=== 提示文 ===
2021年1月6日水曜日

逢坂の関(鰻丼かねよ)

 2001年が明けたのですが、冬になってコロナの第三波が発生、東京都の感染者は大晦日に1000人、1/7に2000人をあっという間に超えてしまいました。

一方、アメリカでは、トランプが扇動した暴徒がワシントン国会議事堂を占拠するという信じられない事件が発生。映画「インディペンデスデイ」では巨大UFOがホワイトハウスを破壊する衝撃的シーンがありましたが、敵はエイリアンではなく、バッファローの着ぐるみのバカだったとは。アメリカの意外な脆さが露呈しました。


冬山は避けることにしているので、今回は、逢坂の関コースを辿ることにします。ここは東海道/中山道の一部なのですが、前回、中山道で野洲駅から京都市の自宅まで歩いた時は、小関越えルートを辿ったので、逢坂の関コースは初めてです。

ただ、以前、音羽山から逢坂山へ歩いた時は、今回のルートを直交しています。

この直交ポイントにある鰻の名店かねよで、鰻丼をいただくのが今回の裏目的です。
===
* 出題 A *
提示文によると、筆者が今回のコースで裏の目的にしているのは何か。
* 出題 B *
下の記録をすべて、一字一句そのまま引用しなさい。画像は答えに含めないこと。
=== データ抜粋 ===
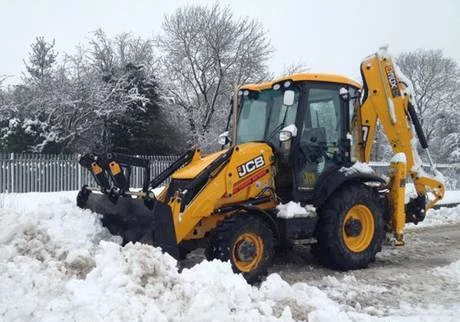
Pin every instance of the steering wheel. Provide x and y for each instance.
(312, 153)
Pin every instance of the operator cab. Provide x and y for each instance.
(306, 119)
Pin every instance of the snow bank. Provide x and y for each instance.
(57, 263)
(442, 216)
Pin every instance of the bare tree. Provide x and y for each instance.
(205, 50)
(436, 85)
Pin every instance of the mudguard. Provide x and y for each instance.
(331, 180)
===
* 出力 A *
ルートの直交ポイントにある鰻の名店かねよで、鰻丼をいただくことである。

* 出力 B *
Pin every instance of the steering wheel. Provide x and y for each instance.
(312, 153)
Pin every instance of the operator cab. Provide x and y for each instance.
(306, 119)
Pin every instance of the snow bank. Provide x and y for each instance.
(57, 263)
(442, 216)
Pin every instance of the bare tree. Provide x and y for each instance.
(205, 50)
(436, 85)
Pin every instance of the mudguard. Provide x and y for each instance.
(331, 180)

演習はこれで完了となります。